Instructions to follow: Reproduce the data from its beginning up to and including the line with "[[232, 173], [155, 143]]", requests and all, offsetting every point coordinate in the answers by adding 24. Omit the pictures from your reply.

Dataset rows:
..........
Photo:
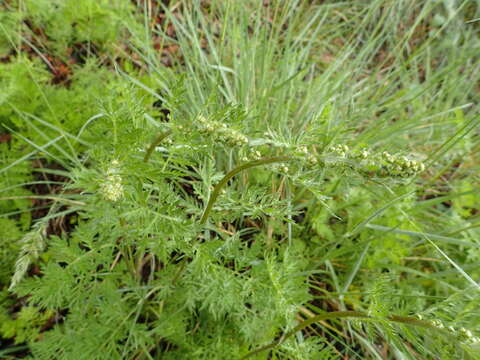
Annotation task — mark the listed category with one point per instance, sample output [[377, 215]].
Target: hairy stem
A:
[[155, 143], [232, 173]]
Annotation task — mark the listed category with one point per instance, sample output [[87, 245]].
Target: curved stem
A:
[[155, 143], [232, 173], [338, 315]]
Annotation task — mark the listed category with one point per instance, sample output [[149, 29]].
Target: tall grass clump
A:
[[243, 180]]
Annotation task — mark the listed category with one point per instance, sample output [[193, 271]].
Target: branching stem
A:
[[232, 173], [155, 143]]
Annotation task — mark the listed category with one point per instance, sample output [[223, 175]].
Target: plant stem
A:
[[232, 173], [155, 143], [338, 315]]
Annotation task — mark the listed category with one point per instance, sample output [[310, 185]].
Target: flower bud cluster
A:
[[381, 165], [221, 131], [112, 188], [302, 150]]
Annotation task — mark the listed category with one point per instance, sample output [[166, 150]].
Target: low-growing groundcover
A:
[[239, 179]]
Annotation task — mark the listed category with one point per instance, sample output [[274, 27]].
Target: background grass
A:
[[386, 269]]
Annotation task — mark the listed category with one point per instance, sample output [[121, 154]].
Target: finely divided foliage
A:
[[239, 179]]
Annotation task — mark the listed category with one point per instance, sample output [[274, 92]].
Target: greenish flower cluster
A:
[[112, 188], [221, 132], [379, 164]]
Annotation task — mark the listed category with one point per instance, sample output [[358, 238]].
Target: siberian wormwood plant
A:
[[265, 197]]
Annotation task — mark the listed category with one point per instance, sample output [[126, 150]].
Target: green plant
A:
[[299, 184]]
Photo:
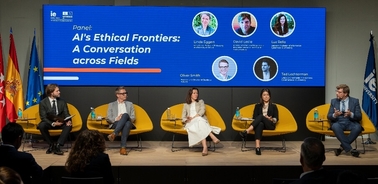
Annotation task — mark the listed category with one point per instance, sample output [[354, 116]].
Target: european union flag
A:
[[35, 87], [369, 96]]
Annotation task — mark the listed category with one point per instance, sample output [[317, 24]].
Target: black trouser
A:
[[45, 127], [260, 123]]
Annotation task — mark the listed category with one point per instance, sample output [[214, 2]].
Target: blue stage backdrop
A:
[[183, 46]]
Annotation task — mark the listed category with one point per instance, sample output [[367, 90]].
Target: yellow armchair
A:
[[176, 126], [33, 119], [142, 122], [323, 126], [286, 124]]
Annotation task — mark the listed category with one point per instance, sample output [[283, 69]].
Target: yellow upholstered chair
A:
[[176, 126], [286, 124], [323, 126], [142, 123], [33, 119]]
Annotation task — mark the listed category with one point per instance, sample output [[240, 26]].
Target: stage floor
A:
[[227, 153]]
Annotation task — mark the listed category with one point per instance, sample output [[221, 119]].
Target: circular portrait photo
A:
[[265, 68], [244, 24], [282, 24], [224, 68], [205, 24]]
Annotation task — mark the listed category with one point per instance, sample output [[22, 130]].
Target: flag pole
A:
[[368, 140]]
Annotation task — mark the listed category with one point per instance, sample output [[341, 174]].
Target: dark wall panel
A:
[[156, 99]]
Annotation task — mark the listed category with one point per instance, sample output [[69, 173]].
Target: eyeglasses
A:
[[125, 93]]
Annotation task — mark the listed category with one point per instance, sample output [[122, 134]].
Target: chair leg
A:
[[139, 143], [244, 144], [173, 141], [283, 144]]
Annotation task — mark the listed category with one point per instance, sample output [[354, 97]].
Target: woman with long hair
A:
[[196, 124], [87, 157], [265, 116]]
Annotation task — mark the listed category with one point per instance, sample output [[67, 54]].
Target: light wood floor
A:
[[228, 153]]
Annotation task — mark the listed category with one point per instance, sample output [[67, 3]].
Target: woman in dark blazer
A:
[[87, 158], [265, 116]]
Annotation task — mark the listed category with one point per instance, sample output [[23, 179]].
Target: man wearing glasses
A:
[[345, 114], [223, 69], [120, 117]]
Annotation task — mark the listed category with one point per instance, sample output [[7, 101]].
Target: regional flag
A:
[[13, 84], [369, 96], [35, 88], [2, 94]]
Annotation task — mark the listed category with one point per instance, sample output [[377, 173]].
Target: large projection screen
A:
[[183, 46]]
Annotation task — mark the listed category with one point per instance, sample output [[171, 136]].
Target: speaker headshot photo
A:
[[283, 24], [265, 68], [205, 24], [244, 24], [224, 68]]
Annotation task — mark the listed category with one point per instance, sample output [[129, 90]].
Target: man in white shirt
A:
[[121, 116]]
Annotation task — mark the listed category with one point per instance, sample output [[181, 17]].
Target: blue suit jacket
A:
[[113, 112], [354, 107]]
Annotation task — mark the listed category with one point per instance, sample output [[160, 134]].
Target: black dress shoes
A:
[[258, 151], [57, 150], [51, 149], [338, 151]]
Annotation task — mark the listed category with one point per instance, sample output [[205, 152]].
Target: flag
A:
[[13, 84], [35, 88], [369, 95], [2, 94]]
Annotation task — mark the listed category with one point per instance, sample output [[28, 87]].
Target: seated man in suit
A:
[[21, 162], [121, 116], [52, 110], [345, 114], [312, 157]]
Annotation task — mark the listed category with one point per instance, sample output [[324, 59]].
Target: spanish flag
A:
[[13, 84], [3, 120]]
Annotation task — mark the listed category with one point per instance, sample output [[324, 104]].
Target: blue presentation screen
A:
[[183, 46]]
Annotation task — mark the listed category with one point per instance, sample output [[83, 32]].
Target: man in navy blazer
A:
[[120, 116], [23, 163], [345, 114], [49, 107]]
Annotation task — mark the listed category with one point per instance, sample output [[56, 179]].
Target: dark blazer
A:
[[354, 107], [99, 166], [45, 108], [23, 163], [272, 110], [321, 176]]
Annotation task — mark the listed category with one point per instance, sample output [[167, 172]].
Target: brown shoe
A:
[[123, 151], [111, 137]]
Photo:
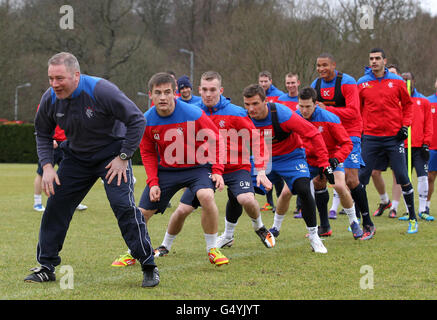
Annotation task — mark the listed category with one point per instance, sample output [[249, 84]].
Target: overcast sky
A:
[[430, 5]]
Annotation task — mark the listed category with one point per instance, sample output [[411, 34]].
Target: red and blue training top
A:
[[291, 102], [335, 136], [238, 132], [385, 103], [349, 113], [273, 93], [433, 101], [185, 139], [291, 122]]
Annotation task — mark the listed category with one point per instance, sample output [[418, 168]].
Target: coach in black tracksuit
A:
[[103, 128]]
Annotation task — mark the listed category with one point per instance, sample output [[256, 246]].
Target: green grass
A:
[[404, 266]]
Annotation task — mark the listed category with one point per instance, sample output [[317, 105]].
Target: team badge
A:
[[89, 112]]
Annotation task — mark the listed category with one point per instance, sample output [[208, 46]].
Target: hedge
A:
[[18, 145]]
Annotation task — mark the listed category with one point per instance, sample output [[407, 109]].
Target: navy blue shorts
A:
[[373, 148], [315, 171], [382, 162], [418, 162], [171, 181], [288, 167], [238, 182], [355, 160], [432, 164]]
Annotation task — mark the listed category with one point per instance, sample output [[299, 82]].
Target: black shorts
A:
[[238, 182], [171, 181]]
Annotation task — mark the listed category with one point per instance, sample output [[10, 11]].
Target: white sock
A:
[[312, 231], [335, 201], [229, 229], [405, 204], [422, 189], [277, 221], [211, 241], [37, 199], [257, 223], [384, 198], [168, 240], [350, 212]]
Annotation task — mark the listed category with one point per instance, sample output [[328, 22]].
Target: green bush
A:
[[18, 145]]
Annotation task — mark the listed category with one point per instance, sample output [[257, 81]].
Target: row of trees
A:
[[127, 41]]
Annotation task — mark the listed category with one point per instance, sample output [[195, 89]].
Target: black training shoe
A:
[[40, 275], [150, 276], [324, 231], [382, 207]]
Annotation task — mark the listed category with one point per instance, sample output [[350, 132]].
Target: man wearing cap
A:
[[185, 89]]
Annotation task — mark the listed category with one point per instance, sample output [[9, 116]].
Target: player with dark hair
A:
[[386, 108], [337, 92], [432, 168], [339, 146], [288, 155], [237, 131]]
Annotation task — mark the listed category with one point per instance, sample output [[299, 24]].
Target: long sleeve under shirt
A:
[[96, 115]]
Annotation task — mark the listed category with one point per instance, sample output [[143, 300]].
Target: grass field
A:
[[400, 266]]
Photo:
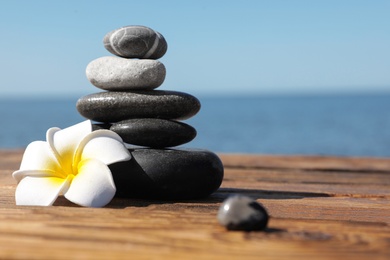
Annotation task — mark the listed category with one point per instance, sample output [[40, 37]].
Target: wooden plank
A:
[[320, 207]]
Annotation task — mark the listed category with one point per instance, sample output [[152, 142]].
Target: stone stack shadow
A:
[[148, 119]]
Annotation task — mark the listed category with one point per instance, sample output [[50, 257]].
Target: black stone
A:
[[117, 106], [168, 174], [154, 132], [136, 42], [242, 213]]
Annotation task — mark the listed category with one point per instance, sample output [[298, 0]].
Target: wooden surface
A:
[[320, 207]]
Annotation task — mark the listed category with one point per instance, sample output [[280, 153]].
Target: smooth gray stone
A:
[[112, 106], [114, 73], [168, 174], [242, 213], [154, 132], [135, 42]]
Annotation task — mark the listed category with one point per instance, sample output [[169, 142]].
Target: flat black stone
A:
[[240, 212], [168, 174], [154, 132], [117, 106]]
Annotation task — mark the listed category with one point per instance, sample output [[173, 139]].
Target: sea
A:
[[334, 125]]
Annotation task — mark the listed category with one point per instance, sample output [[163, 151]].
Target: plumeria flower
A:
[[72, 162]]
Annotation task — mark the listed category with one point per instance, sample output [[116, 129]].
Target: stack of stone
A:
[[149, 119]]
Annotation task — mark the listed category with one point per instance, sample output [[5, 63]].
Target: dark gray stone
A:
[[135, 42], [117, 106], [168, 174], [242, 213], [119, 74], [154, 132]]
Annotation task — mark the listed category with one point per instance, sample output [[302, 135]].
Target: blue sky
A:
[[214, 47]]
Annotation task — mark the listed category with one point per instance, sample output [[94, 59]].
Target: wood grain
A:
[[320, 207]]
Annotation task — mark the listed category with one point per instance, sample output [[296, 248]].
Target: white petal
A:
[[39, 156], [93, 186], [36, 191], [64, 142], [103, 145], [19, 175]]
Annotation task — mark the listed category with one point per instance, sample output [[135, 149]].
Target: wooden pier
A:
[[320, 208]]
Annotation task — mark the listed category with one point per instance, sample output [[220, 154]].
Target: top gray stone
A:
[[135, 42]]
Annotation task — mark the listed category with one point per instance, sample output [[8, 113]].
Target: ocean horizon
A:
[[334, 125]]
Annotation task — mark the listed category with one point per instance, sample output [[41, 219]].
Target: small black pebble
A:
[[240, 212]]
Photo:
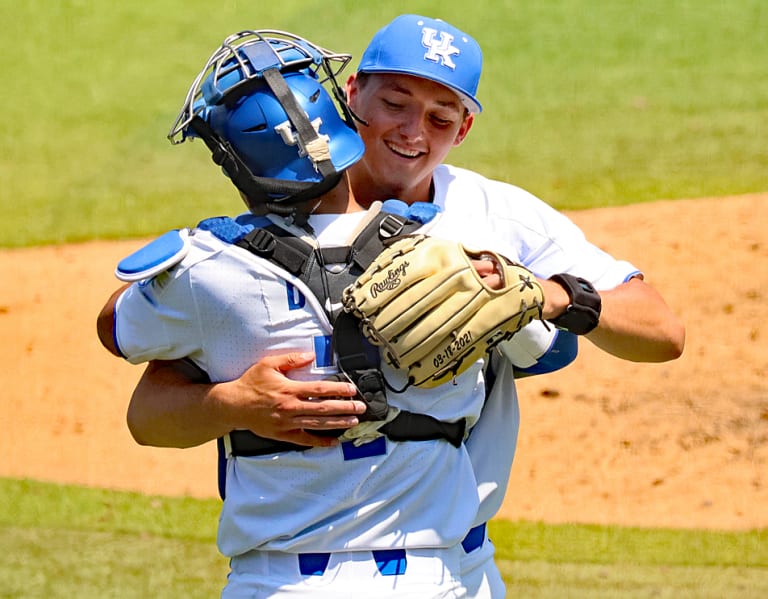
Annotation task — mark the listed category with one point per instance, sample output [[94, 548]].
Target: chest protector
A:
[[357, 359]]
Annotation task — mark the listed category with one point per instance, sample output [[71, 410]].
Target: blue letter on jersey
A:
[[296, 299]]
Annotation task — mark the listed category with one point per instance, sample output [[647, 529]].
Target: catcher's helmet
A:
[[260, 106]]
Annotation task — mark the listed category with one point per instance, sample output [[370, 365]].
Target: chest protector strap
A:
[[358, 360]]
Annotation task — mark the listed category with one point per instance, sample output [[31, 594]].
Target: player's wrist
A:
[[582, 312]]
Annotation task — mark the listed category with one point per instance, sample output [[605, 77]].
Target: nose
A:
[[411, 126]]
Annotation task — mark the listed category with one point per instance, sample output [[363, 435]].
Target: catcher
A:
[[232, 291]]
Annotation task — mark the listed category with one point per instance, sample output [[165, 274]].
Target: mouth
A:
[[403, 151]]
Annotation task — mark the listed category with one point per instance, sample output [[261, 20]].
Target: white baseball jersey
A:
[[225, 309], [482, 211]]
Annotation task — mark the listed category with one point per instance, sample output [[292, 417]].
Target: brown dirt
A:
[[681, 444]]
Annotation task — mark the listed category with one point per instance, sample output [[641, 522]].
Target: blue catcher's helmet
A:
[[257, 127], [260, 106]]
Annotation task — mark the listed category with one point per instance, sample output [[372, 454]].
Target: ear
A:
[[350, 88], [466, 125]]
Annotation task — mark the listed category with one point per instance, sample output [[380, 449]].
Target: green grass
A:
[[587, 102], [67, 541]]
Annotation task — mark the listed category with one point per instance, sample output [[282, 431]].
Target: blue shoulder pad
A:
[[421, 212], [562, 352], [155, 257]]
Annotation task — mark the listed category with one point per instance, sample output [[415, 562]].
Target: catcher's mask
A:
[[260, 106]]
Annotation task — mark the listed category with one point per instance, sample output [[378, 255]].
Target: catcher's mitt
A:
[[425, 304]]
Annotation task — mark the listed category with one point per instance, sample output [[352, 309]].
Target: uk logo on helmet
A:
[[290, 138], [439, 50]]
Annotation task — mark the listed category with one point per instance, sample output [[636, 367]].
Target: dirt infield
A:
[[681, 444]]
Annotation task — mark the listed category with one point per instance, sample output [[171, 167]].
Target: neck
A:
[[339, 200], [368, 192]]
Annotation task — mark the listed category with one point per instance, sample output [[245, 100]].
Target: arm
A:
[[170, 407], [635, 322]]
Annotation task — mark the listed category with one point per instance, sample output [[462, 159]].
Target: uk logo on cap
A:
[[439, 49], [452, 58]]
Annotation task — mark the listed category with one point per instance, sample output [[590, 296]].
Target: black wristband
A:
[[583, 313]]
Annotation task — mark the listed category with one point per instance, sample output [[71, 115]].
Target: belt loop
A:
[[474, 539], [390, 562], [313, 564]]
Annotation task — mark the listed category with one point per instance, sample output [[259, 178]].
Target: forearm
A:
[[167, 409], [636, 324]]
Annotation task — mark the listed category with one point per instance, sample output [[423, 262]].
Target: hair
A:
[[362, 78]]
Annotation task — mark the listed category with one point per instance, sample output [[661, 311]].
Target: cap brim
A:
[[469, 102]]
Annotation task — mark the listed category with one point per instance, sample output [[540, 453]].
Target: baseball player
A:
[[394, 514], [398, 96]]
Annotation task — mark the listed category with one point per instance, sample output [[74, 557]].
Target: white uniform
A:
[[225, 309], [546, 242]]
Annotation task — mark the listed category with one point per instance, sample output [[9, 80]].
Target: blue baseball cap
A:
[[428, 48]]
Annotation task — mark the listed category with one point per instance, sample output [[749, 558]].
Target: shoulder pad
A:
[[155, 257], [421, 212]]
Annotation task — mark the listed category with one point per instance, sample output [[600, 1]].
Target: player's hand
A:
[[488, 270], [272, 405]]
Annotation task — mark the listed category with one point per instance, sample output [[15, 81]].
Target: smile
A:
[[404, 152]]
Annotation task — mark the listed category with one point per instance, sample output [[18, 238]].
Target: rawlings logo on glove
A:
[[426, 305]]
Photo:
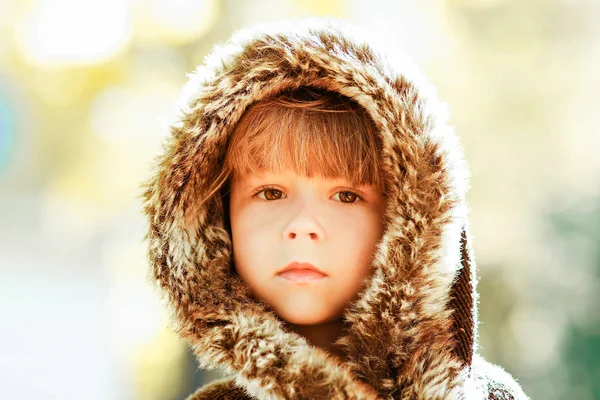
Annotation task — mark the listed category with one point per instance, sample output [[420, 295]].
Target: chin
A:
[[305, 316]]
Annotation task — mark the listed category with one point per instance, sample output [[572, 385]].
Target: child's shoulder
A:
[[223, 388]]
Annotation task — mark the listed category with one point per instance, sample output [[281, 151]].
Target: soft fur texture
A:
[[413, 330]]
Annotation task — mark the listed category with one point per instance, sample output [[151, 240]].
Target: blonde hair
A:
[[310, 131]]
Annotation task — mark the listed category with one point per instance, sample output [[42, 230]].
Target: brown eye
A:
[[348, 197], [271, 191]]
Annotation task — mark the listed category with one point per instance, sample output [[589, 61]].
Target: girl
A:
[[308, 225]]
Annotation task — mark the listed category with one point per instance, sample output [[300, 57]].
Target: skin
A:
[[327, 222]]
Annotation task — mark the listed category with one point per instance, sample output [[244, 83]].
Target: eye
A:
[[270, 193], [349, 197]]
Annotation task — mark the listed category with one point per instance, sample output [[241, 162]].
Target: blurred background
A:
[[85, 90]]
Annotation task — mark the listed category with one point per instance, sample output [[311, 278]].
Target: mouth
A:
[[301, 272]]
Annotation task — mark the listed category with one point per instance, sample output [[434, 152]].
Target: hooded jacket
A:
[[413, 330]]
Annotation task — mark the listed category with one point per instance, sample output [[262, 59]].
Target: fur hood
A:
[[414, 327]]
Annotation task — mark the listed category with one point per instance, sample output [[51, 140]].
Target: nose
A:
[[304, 223]]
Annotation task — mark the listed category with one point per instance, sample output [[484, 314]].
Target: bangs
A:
[[311, 132]]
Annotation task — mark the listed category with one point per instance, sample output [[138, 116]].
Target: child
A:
[[308, 225]]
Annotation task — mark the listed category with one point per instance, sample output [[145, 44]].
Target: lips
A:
[[296, 271]]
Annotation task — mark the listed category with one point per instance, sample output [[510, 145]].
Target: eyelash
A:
[[264, 188]]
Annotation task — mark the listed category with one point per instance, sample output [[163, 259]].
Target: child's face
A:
[[306, 220]]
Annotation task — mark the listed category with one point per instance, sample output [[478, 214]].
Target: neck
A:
[[321, 335]]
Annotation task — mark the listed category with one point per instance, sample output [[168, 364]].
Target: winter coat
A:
[[413, 332]]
..........
Task answer:
Photo:
Annotation task — mark the listed category with one point per instance, sample output [[377, 215]].
Target: hairy stem
A:
[[179, 167], [256, 197]]
Annotation task — mark the listed category with one point per instance, sample output [[87, 245]].
Target: curved stem
A:
[[179, 167], [256, 197], [362, 339]]
Annotation task — mark the listed category with one point per instance, sample output [[149, 29]].
Target: tall grass clump
A:
[[267, 204]]
Annotation task — mark the listed category with one point per instance, sample output [[193, 271]].
Target: branching stem
A:
[[256, 197], [179, 167]]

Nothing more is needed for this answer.